(Entries from a pointing dataset)
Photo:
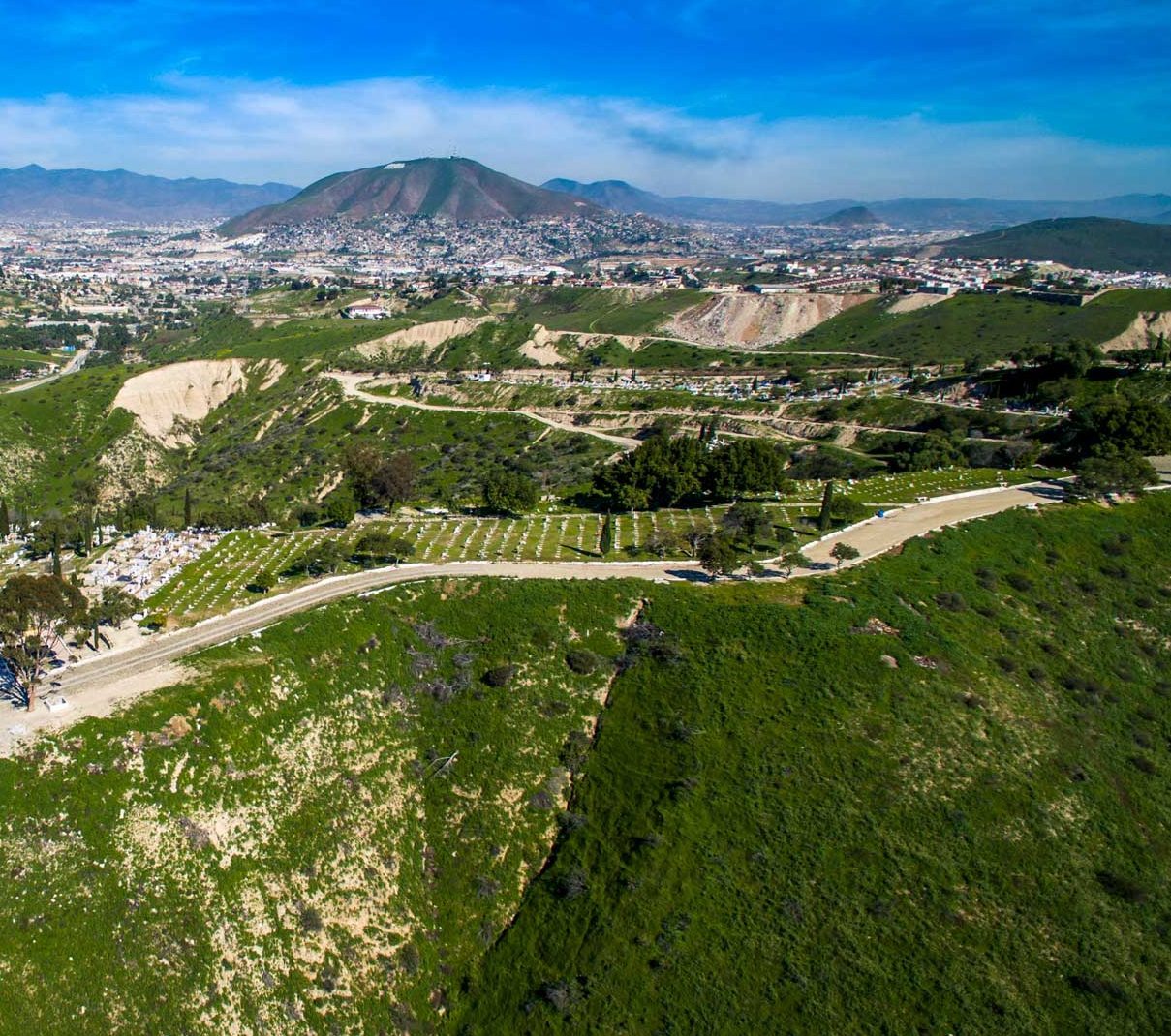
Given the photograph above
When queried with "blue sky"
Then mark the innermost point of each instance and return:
(780, 101)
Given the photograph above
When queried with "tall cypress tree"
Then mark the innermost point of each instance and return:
(605, 537)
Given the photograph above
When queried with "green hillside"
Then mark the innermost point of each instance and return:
(1088, 242)
(263, 452)
(926, 795)
(982, 328)
(779, 832)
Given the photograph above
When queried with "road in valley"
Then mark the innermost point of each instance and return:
(872, 537)
(73, 367)
(351, 382)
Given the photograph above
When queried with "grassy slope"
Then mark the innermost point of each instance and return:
(600, 311)
(775, 834)
(54, 435)
(268, 847)
(782, 834)
(301, 448)
(1087, 244)
(302, 423)
(980, 326)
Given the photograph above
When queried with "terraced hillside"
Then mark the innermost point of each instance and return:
(922, 794)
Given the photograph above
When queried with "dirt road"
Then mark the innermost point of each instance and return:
(93, 686)
(878, 535)
(351, 382)
(73, 367)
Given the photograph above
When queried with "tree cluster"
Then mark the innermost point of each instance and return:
(668, 472)
(508, 492)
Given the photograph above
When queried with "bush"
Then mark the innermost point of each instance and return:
(500, 676)
(582, 661)
(1122, 888)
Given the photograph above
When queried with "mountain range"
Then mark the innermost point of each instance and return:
(454, 188)
(909, 213)
(34, 192)
(465, 190)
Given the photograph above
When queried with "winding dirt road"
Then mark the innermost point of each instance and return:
(351, 385)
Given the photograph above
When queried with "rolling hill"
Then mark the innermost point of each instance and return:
(81, 194)
(1088, 244)
(454, 188)
(911, 213)
(856, 216)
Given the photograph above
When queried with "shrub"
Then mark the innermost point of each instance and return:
(1122, 888)
(571, 884)
(310, 920)
(575, 750)
(500, 676)
(582, 661)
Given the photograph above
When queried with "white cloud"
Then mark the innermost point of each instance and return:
(259, 132)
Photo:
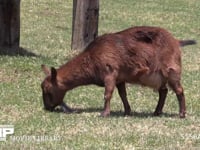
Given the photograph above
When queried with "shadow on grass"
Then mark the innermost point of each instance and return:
(13, 51)
(120, 113)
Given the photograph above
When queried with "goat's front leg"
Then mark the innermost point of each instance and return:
(122, 92)
(109, 88)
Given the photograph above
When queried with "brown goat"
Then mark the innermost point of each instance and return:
(148, 56)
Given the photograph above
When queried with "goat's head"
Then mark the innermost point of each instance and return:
(52, 91)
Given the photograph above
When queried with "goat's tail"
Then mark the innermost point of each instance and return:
(186, 42)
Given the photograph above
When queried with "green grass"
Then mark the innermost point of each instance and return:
(46, 33)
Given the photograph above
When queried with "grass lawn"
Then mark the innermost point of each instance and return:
(45, 39)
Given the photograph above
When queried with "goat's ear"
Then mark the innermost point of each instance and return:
(45, 70)
(53, 74)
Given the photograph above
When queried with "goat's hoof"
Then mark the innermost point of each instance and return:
(105, 114)
(182, 115)
(127, 113)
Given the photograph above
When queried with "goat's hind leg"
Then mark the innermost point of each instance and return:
(122, 92)
(109, 88)
(162, 97)
(178, 89)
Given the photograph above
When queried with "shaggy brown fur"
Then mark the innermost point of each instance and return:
(148, 56)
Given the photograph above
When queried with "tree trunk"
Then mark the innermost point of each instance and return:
(85, 23)
(9, 23)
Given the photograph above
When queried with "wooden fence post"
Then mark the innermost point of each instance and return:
(9, 23)
(85, 23)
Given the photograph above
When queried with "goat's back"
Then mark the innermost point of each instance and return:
(143, 55)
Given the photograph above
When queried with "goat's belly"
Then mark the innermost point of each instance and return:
(153, 80)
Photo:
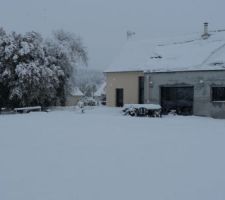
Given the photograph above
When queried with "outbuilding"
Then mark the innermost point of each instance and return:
(186, 74)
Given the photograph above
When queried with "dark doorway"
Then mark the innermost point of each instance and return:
(119, 97)
(141, 90)
(179, 99)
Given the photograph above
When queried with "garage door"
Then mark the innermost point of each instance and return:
(177, 98)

_WHAT IS NEEDED:_ Transcribe the material exactly, and leave out whatever pictures it holds.

_RESULT FOR THIS EXERCISE:_
Photo:
Given the photograph above
When queried with "blue sky"
Then mark the innermost point of each instance and return:
(780, 101)
Given the photograph above
When queried with "tall cypress tree"
Then mark the innermost point of each instance and return:
(605, 537)
Given the photograph above
When queried with "green hillside"
Then mark the innermost point of each instance and return:
(1088, 242)
(263, 452)
(926, 795)
(982, 328)
(779, 832)
Given the photograph above
When queried with "road in valley"
Then mark the innermost point of each instance and return:
(872, 537)
(73, 367)
(351, 382)
Given the photograph above
When queried with "grassy slope"
Then mark the innermost point of each instance and return:
(600, 311)
(775, 834)
(54, 435)
(268, 847)
(782, 834)
(301, 448)
(1087, 244)
(302, 423)
(980, 326)
Given the photograph above
When queried with "terraced hillside"
Then mark the innermost point of each instance and return:
(922, 794)
Given the photograph above
When queried with "dirt road"
Then mark the innermost point of each instance and return:
(93, 686)
(878, 535)
(351, 382)
(73, 367)
Given the photograph above
When queried with "tree cluster"
Then mark the innermost point of each instance and return:
(668, 472)
(508, 492)
Given the photograph above
When queried with "bush"
Then mark the innermost point of each instance and return:
(500, 676)
(582, 661)
(1122, 888)
Given the photograph above
When queried with "mountain range"
Then mark the innermost point of each instance and return:
(454, 188)
(909, 213)
(34, 192)
(465, 190)
Given the photograph above
When queried with "winding dirt road"
Then mark the innermost point of each instance and return:
(351, 385)
Given the photograph above
When queried with "rolling hill"
Then mark the innermost point of each instance and return:
(81, 194)
(1088, 244)
(454, 188)
(911, 213)
(856, 216)
Given the photograph above
When queried with "shrub"
Then mark the innermost point of each instance and return:
(1122, 888)
(571, 884)
(310, 920)
(575, 750)
(500, 676)
(582, 661)
Given the photograph above
When queried with "white cloud"
Then mark the innermost point of each instance and return:
(259, 132)
Photo:
Given the photograph above
When queried with "shadow on grass"
Then mark the innermost point of each instance and return:
(13, 51)
(120, 113)
Given the photograph above
When queried with "goat's front leg"
Then mark the innermost point of each instance and return:
(122, 92)
(109, 88)
Given the photograph above
When queried with "brown goat"
Then mark the innermost point of each instance and return:
(148, 56)
Given the photograph above
When queried with "goat's head"
Then mark the innermost point of each instance and return:
(52, 91)
Given the photograph above
When queried with "goat's tail"
Then mark the innermost point of each instance and return:
(186, 42)
Given the photograph above
When queried with "green grass"
Then mark the innermost point of each instance and return:
(46, 33)
Given the photograph above
When queried with "grass lawn"
Then mark the innermost point of each instance and return:
(45, 39)
Given the photograph above
When queried with "goat's ear"
Then mark the innermost point of each instance and return:
(45, 70)
(53, 74)
Given the photograph above
When queried with "goat's hoof"
Then mark the innermost point of each instance and return:
(105, 114)
(182, 115)
(127, 113)
Given the photograph above
When queried with "goat's hind leg"
Then mark the innermost point of each instance and return:
(122, 92)
(109, 88)
(162, 97)
(178, 89)
Given the photograph above
When queried with "shaggy brown fur"
Then mark the innermost point of each instance and return:
(148, 56)
Given the photograph above
When queried with "tree trunk"
Then mark the innermost point of each instance and return:
(85, 23)
(9, 23)
Given the photograph above
When queried with "wooden fence post"
Then mark the innermost point of each instance and return:
(9, 23)
(85, 23)
Given the photograph above
When queried with "goat's back"
Then mark the innermost point of each instance and return:
(143, 55)
Given the photograph above
When queried with "goat's belly"
Then mark the innermost point of each instance and return:
(153, 80)
Photo:
Given the photograph above
When queried with "outbuilding"
Then mark the innermost point of each instance and return:
(186, 74)
Given the photograph above
When queried with "dark doorway"
Then mark the innermost point of each instance and return:
(119, 97)
(141, 90)
(179, 99)
Given the photograph above
When queried with "garage door"
Then mark the innermost point of each instance and return:
(177, 98)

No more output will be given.